◆ **Document excerpt**:
....

But the use or abuse of office does not adhere to the crime as an element; and even as an aggravating circumstance, its materiality arises, not from the allegations but on the proof, not from the fact that the criminals are public officials but from the manner of the commission of the crime.

Also, in Bartolome vs. People of the Philippines,[26] despite the allegation that the accused public officers committed the crime of falsification of official document by "taking advantage of their official positions," this Court held that the Sandiganbayan had no jurisdiction over the case because "[t]he information [did] not allege that there was an intimate connection between the discharge of official duties and the commission of the offense."

Accordingly, for lack of an allegation in the informations that the offenses were committed in relation to the office of the accused PNP officers or were intimately connected with the discharge of the functions of the accused, the subject cases come within the jurisdiction of the Regional Trial Court[27] and not of the Sandiganbayan as insisted by the petitioner.

In Dumancas's and Torres's motions for the early resolution of this case and in Abeto's Supplement to Comment with Motion to Dismiss all filed in July 1995, it is contended that even assuming that the informations do charge the accused PNP officers with crimes committed in relation to their office, still the Regional Trial Court would have jurisdiction over the subject cases in view of the amendments to Section 4 of P.D. No. 1606, as amended, introduced by R.A. No. 7975, which was approved on 30 March 1995, whose Section 2 provides:

SEC. 2.  Section 4 of the same decree [Presidential Decree No. 1606, as amended] is hereby further amended to read as follows:

"SEC. 4.  Jurisdiction.   The Sandiganbayan shall exercise original jurisdiction in all cases involving:

a.
Violations of Republic Act No. 3019, as amended, otherwise known as the Anti-Graft and Corrupt Practices Act, Republic Act No. 1379, and Chapter II, Section 2, Title VII of the Revised Penal Code, where one or more of the principal accused are officials occupying the following positions in the government, whether in a permanent, acting or interim capacity, at the time of the commission of the offense:
(1)
Officials of the executive branch occupying the positions of regional director and higher, otherwise classified as grade 27 and higher, of the Compensation and Position Classification Act of 1989 (Republic Act No. 6758), specifically including:
     
 
(a)
Provincial governors, vice-governors, members of the sanggunian panlalawigan, and provincial treasurers, assessors, engineers, and other provincial department heads;
 
 
(b)
City mayors, vice-mayors, members of the sangguniang panlungsod, city treasurers, assessors, engineers, and other city department heads;
 
 
(c)
Officials of the diplomatic service occupying the position of consul and higher;
 
 
(d)
Philippine army and air force colonels, naval captains, and all officers of higher rank;
 
 
(e)
PNP chief superintendent and PNP officers of higher rank;
 
 
(f)
City and provincial prosecutors and their assistants, and officials and prosecutors in the Office of the Ombudsman and special prosecutor;
 
 
(g)
Presidents, directors or trustees, or managers of government-owned or controlled corporations, state universities or educational institutions or foundations;
     
(2)
Members of Congress and officials thereof classified as Grade "27" and up under the Compensation and Position Classification Act of 1989;
(3)
Members of the judiciary without prejudice to the provisions of the Constitution;
(4)

....

◆ **Location labeling records**:
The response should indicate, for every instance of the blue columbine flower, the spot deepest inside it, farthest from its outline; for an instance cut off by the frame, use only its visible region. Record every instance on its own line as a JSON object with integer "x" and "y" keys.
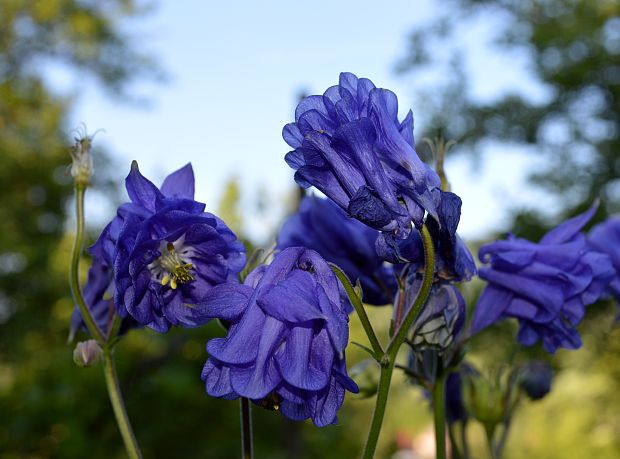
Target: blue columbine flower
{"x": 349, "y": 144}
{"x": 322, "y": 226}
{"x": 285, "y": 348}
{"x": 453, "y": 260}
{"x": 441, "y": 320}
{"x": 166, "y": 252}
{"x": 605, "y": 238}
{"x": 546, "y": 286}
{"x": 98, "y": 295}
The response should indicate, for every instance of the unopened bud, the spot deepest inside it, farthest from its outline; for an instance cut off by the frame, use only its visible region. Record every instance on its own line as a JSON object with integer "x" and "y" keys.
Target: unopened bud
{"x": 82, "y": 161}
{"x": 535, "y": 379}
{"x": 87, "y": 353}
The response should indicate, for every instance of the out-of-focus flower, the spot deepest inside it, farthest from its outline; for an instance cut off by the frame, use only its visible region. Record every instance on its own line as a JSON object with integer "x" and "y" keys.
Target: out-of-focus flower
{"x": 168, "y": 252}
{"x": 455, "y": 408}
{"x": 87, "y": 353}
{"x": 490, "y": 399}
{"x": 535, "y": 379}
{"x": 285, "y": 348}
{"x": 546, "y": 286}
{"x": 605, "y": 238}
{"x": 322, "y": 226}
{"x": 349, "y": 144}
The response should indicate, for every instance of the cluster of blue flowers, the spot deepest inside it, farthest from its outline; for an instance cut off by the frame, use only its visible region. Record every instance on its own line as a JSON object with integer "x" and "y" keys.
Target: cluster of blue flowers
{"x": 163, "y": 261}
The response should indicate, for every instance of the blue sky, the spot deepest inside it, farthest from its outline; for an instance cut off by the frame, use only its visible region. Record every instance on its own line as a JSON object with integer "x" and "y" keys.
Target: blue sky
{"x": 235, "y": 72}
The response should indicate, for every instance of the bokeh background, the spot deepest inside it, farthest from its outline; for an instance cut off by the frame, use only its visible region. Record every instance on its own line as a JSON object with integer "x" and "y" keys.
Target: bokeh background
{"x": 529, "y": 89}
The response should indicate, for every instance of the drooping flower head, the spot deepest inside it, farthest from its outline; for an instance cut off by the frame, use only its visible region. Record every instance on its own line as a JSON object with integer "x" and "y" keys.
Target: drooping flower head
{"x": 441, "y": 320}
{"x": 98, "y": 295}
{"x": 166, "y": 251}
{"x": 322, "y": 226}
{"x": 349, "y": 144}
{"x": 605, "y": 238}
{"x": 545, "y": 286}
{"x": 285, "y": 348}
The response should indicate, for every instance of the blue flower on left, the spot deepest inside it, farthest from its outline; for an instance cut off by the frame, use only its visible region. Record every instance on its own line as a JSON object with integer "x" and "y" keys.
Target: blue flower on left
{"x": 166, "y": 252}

....

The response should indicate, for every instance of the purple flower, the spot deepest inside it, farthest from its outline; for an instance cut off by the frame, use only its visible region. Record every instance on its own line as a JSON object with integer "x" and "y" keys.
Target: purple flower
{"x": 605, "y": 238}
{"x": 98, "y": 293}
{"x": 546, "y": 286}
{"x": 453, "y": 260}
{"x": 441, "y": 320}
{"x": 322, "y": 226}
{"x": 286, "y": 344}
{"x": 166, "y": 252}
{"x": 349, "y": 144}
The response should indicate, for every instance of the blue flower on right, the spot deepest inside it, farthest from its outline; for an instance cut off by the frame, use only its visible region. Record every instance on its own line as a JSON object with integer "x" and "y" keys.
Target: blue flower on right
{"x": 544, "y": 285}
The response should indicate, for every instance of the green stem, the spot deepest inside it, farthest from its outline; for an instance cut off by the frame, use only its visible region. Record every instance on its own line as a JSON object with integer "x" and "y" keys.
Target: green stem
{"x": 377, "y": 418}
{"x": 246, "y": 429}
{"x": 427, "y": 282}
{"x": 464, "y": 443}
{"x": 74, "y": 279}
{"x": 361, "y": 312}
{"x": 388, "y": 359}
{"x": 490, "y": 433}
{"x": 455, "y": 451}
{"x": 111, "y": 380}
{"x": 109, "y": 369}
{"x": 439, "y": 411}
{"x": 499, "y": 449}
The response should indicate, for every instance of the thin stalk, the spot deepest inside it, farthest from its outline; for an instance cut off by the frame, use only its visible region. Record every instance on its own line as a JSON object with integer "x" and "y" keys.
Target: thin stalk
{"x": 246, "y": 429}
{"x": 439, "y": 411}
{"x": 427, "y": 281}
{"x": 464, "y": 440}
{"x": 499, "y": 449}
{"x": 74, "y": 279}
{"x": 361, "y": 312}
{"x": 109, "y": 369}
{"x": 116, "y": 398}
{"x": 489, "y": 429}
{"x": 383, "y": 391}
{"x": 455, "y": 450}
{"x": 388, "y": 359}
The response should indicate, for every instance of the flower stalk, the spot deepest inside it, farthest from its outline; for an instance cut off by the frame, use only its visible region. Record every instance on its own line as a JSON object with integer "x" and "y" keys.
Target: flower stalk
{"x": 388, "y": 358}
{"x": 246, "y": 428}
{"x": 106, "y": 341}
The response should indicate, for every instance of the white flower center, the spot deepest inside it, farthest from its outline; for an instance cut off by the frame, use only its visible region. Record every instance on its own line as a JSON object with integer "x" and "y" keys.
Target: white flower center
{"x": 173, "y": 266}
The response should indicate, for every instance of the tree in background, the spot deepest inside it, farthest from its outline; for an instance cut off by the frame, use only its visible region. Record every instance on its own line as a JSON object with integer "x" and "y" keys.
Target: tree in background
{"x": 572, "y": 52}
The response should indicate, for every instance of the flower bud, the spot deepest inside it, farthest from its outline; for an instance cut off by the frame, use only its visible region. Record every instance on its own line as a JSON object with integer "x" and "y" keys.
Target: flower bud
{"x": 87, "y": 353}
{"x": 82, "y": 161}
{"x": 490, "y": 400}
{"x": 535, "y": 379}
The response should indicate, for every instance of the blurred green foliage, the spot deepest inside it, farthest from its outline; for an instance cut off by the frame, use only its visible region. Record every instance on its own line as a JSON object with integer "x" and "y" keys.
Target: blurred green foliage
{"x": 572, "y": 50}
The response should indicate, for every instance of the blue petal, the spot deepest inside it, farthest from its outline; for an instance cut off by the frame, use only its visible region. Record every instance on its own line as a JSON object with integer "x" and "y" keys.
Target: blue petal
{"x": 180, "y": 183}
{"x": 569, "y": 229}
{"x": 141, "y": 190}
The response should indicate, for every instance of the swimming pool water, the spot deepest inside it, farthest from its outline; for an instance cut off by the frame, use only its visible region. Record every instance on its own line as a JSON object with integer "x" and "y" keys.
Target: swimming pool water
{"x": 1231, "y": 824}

....

◆ **Short task 1**:
In the excerpt on Sandiganbayan jurisdiction, on what date was R.A. No. 7975 approved?
◆ **Short task 2**:
Summarize the excerpt on Sandiganbayan jurisdiction in two sentences.
◆ **Short task 3**:
Carry the excerpt on Sandiganbayan jurisdiction forward from the point where it ends.

◆ **Expected output 1**:
R.A. No. 7975 was approved on 30 March 1995.

◆ **Expected output 2**:
Citing Bartolome vs. People of the Philippines, the excerpt holds that the informations did not allege that the offenses were committed in relation to the accused PNP officers' office or were intimately connected with their functions, so the cases belong to the Regional Trial Court and not to the Sandiganbayan. It then presents the contention that even if the informations did charge crimes related to their office, the Regional Trial Court would still have jurisdiction because of R.A. No. 7975's amendments to Section 4 of P.D. No. 1606, and it quotes that section's list of officials whose cases fall under the Sandiganbayan's original jurisdiction.

◆ **Expected output 3**:
Chairmen and members of Constitutional Commissions, without prejudice to the provisions of the Constitution; and
(5)
All other national and local officials classified as Grade "27" and higher under the Compensation and Position Classification Act of 1989.
b.
Other offenses or felonies committed by the public officials and employees mentioned in subsection (a) of this section in relation to their office.
c.
Civil and criminal cases filed pursuant to and in connection with Executive Order Nos. 1, 2, 14 and 14-A.

In cases where none of the principal accused are occupying the positions corresponding to salary grade "27" or higher, as prescribed in the said Republic Act No. 6758, or PNP officers occupying the rank of superintendent or higher, or their equivalent, exclusive jurisdiction thereof shall be vested in the proper Regional Trial Court, Metropolitan Trial Court, Municipal Trial Court, and Municipal Circuit Trial Court, as the case may be, pursuant to their respective jurisdictions as provided in Batas Pambansa Blg. 129.

The Sandiganbayan shall exercise exclusive appellate jurisdiction on appeals from the final judgments, resolutions or orders of regular courts where all the accused are occupying positions lower than grade "27," or not otherwise covered by the preceding enumeration.

x x x

In case private individuals are charged as co-principals, accomplices or accessories with the public officers or employees, including those employed in government-owned or -controlled corporations, they shall be tried jointly with said public officers and employees in the proper courts which shall have exclusive jurisdiction over them.  (emphasis supplied).

As a consequence of these amendments, the Sandiganbayan partly lost its exclusive original jurisdiction in cases involving violations of R.A. No. 3019,[28] as amended; R.A. No. 1379;[29] and Chapter II, Section 2, Title VII of the Revised Penal Code;[30] it retains only cases where the accused are those enumerated in subsection a, Section 4 above and, generally, national and local officials classified as Grade "27" and higher under the Compensation and Position Classification Act of 1989 (R.A. No. 6758). Moreover, its jurisdiction over other offenses or felonies committed by public officials and employees in relation to their office is no longer determined by the prescribed penalty, viz., that which is higher than prision correccional or imprisonment for six years or a fine of P6,000.00; it is enough that they are committed by those public officials and employees enumerated in subsection a, Section 4 above.  However, it retains its exclusive original jurisdiction over civil and criminal cases filed pursuant to or in connection with E.O. Nos. 1,[31] 2,[32] 14,[33] and 14-A.[34]

The respondents maintain that the Sandiganbayan has no jurisdiction over Criminal Cases Nos. 15562 and 15563 because none of the five PNP officers involved therein occupy the rank of chief superintendent or higher, or are classified as Grade "27" or higher under R.A. No. 6758 and of the five, P/Col. Nicolas Torres has the highest rank, viz., Senior Superintendent whose salary grade under the said Act is Grade "18."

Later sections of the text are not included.